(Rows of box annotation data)
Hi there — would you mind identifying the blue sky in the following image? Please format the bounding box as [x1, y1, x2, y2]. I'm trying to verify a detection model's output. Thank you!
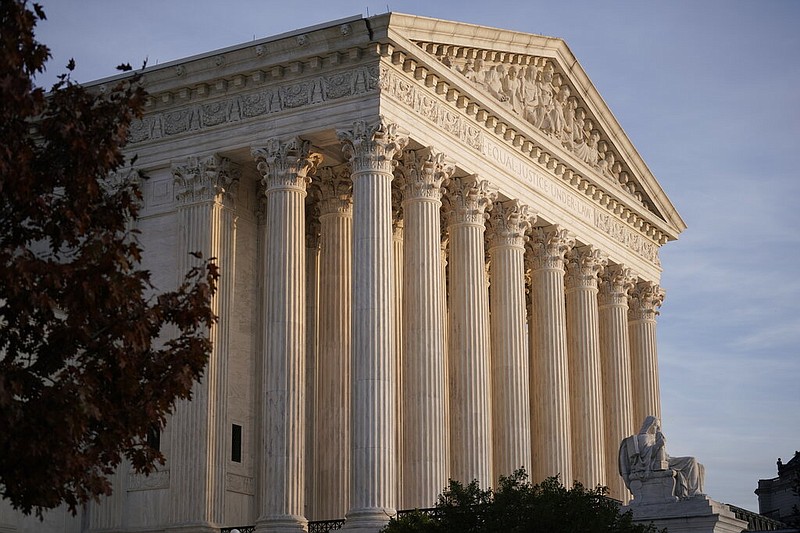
[32, 0, 800, 510]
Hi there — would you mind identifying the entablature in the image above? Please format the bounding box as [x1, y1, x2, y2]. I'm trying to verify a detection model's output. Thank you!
[373, 13, 685, 240]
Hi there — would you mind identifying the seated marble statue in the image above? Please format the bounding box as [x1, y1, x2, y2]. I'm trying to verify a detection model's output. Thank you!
[619, 416, 705, 499]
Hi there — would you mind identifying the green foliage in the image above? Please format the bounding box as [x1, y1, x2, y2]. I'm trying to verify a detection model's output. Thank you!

> [Task instructions] Skip the pictures and transcribe the rest of the records exactly.

> [Solution]
Hi there — would you mind identifying the blue sky in the following image? Please format the bounding box as [x1, y1, x2, y2]. I'm trying to verify a detection model's output. Thank you!
[32, 0, 800, 510]
Hi there — would you mind identifying the entablature in the image above? Please format the bounding box as [x1, y1, x2, y2]. I'm trying to verify a detection model's output. Thank you!
[373, 13, 685, 240]
Hi there — would you mind identifying the seated marble statue in the image above? Please format the bounding box as [x1, y1, x2, y2]. I'm trying to verify a detection model's output. Thank you!
[619, 416, 705, 499]
Hi there — would you mind identifying the green foliage in the image above? Please format the bounding box as [x1, y1, x2, y2]. I'm trying to verify a detection model's output. Thank you!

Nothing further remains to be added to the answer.